[Excerpts from labeled region data]
------------------------------------------------

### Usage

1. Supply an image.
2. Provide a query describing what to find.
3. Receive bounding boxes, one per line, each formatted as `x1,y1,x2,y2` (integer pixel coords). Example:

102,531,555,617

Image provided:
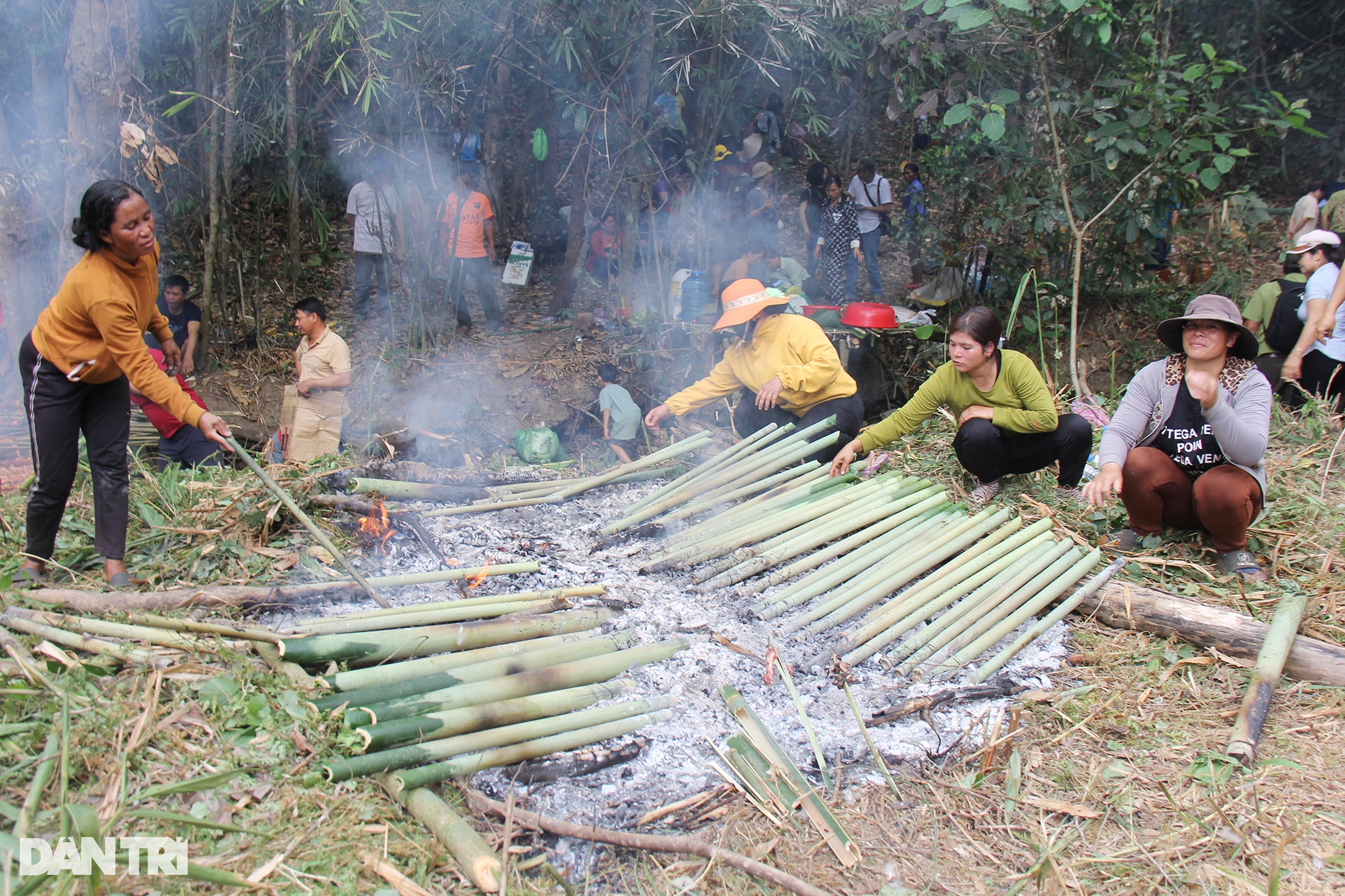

------------------------------------------------

◆ What this task involves ◆
Please reproduce all of the entries above verbatim, leaving the pictures out.

◆ Result of the exercise ◆
### Usage

1. Supply an image.
2. Provide a query describing what to find.
3. Receive bounding boxes, one per line, each formatted as `x1,y1,x2,y2` (integer pixel coords). Example:

102,531,555,617

Image provided:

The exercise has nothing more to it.